--- Start of EXCERPT PROVIDED ---
Yet Tim recently featured the city in a different light. A circular about his latest Rethinking Childhood blog asked, rhetorically, if we weren’t in fact now seeing, “the dark side of Rotterdam’s child-friendly city programme?”. The cause for him rethinking, not childhood on this occasion, but child-friendly cities, was a paper by Marguerite van den Berg of the Amsterdam Institute for Social Science Research, which appeared in the International Journal of Urban and Regional Research.

Trojan Horse?

Entitled City Children and Genderfied Neighbourhoods: The New Generation as Urban Regeneration Strategy, the paper looks at Rotterdam’s urban renewal process and suggests that one of Holland’s poorest cities has essentially used the child-friendly city approach as a Trojan Horse for a gentrification programme that is driving out poor families from traditional working class areas.

A feminist critique is central to Van den Berg’s thesis (as the paper’s title indicates). Women’s voices, with their natural empathy for children’s rights, she suggests, have been appropriated to the programme in order to make it seem more benign. In fact, she argues, a policy of replacing existing urban dwellings with new, larger and more expensive ‘family-friendly homes’ is central to the project and this is a deliberate attempt to introduce more middle class families into the inner city residential areas at the expense of poorer families who cannot afford the new dwellings. Her analysis is that that the municipality “appears to be deliberately and actively marginalising poor families, in the pursuit of an image and ambience that will appeal to more affluent and desirable residents” (Part of this marginalization is the framing of children and young people from “troubled”, working class families as villains of the peace, a source of anti-social behavior and criminality. Sound familiar?)

Presenting the gentrification programme as a policy to create a more child-friendly city, is thus, in Van den Berg’s view, a disingenuous cover for a more cynical political objective: stimulating economic growth on the back of displacing the very children and young people who most need to benefit from it - and destroying traditional working class communities in the process.

Citing a lack of local knowledge, Tim Gill has remained on the fence in the debate that this paper has provoked (“given my distance…it would be foolish for me to pass final judgment here”) although he is keen to hear what others think, challenging, as it does, some of the assumptions we may have made about “playable public space”. I have considerably less experience of urban renewal in the Dutch inner cities than Tim and so also claim ignorance as to the merits or otherwise of the Rotterdam policy. But it does cause me to think about the political dimensions of play advocacy. Two different presentations at the recent Playwork conference in Eastbourne are useful here.
--- End of EXCERPT PROVIDED ---
--- Start of STORED RECORDS ---
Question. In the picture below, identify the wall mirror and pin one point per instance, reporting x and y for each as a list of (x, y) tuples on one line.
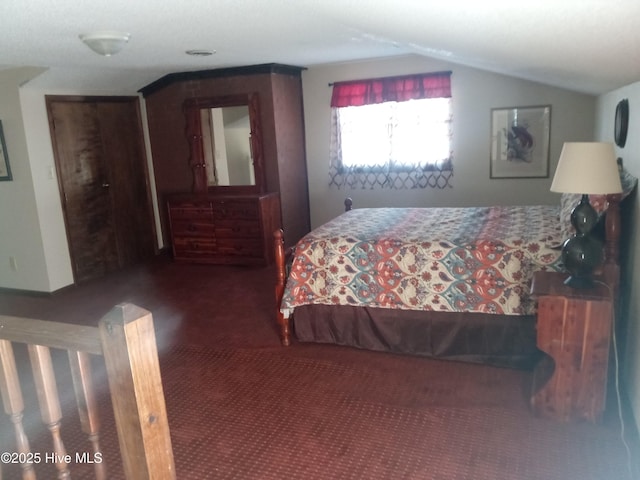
[(225, 143)]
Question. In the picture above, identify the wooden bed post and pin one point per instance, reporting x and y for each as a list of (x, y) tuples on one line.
[(281, 279)]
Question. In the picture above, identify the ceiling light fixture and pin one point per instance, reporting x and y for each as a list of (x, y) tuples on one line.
[(106, 42)]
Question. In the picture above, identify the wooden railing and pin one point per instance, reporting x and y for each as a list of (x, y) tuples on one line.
[(126, 339)]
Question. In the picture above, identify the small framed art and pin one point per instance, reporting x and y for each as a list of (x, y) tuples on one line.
[(520, 142), (5, 169)]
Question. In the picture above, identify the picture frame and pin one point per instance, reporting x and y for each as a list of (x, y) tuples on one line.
[(5, 168), (520, 142)]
--- End of STORED RECORDS ---
▸ **JOBS**
a - Answer these questions from the excerpt on Rotterdam's child-friendly city programme:
(i) Which institute is Marguerite van den Berg affiliated with?
(ii) What kind of homes is the Rotterdam policy said to put in place of existing urban dwellings?
(iii) In which town was the recent Playwork conference held?
b - Write a continuation of the excerpt on Rotterdam's child-friendly city programme, starting right after its final sentence.

▸ **RESULTS**
a -
(i) The Amsterdam Institute for Social Science Research
(ii) New, larger and more expensive "family-friendly homes"
(iii) Eastbourne

b -
Playwork ethics

In “the only way is Ethics” Wendy Russell suggested that a proper code of practice – one essential element in the establishment of playwork as a mature profession – would require a clear and robust ethical framework. This begged the question for me: where does one turn to find the moral basis for an ethical code? Morals are not absolute. Different faiths and cultures may take a different moral and therefore ethical standpoint on a range of the same issues. How then to create a framework that respects individual ethics and yet commands the universal recognition throughout the profession that would be fundamental to its workability? These are questions which have no doubt been debated and to a great extent resolved within more established professions. Wendy brings her own unique – ludocentric as well as academic – rigour to the issue (it is the subject of her PhD) in a way that should serve the profession well for years to come.

Much of the emerging ethical framework will deal with the playworker’s response to individual or groups of children. Questions of integrity, confidentiality, regulatory against personal responsibility, when to intervene and when not to, honouring the play process whilst safeguarding appropriate boundaries: these are issues where the playworker may find an ethical code helpful in addressing daily dilemmas in the play space.

But the playwork principles apply beyond the play space. Indeed, “the prime focus and essence of playwork is to support and facilitate the play process, and this should inform the development of play policy, strategy, training and education”. The practitioner’s role is not limited to face-to-face work, or even its planning, but is also to “advocate for play when engaging with adult led agendas”. Thus, our ethical framework must inform not just our playwork but how we engage with the policy, planning and funding arenas that will determine or effect the provision and opportunities that children are to be afforded.

This brings us back, slightly circuitously, to the politics question. Play policy cannot be developed in a vacuum, but will, wherever it takes hold, be part of a broader agenda that is inevitably determined by a political ideology or programme. What is the ethical framework that will allow us to most effectively engage, as play advocates, with this political process? We can be less equivocal now, I hope, that the answer cannot be Socialism (whose prime focus and purpose is certainly not the play process!) any more than it can be Capitalism, nep-Liberalism, Marxism or any other political ideology. This does not mean to say that we may not find more common ground – and therefore more opportunity for play policy development – within some parts of the political spectrum than others. But we must start from a different place.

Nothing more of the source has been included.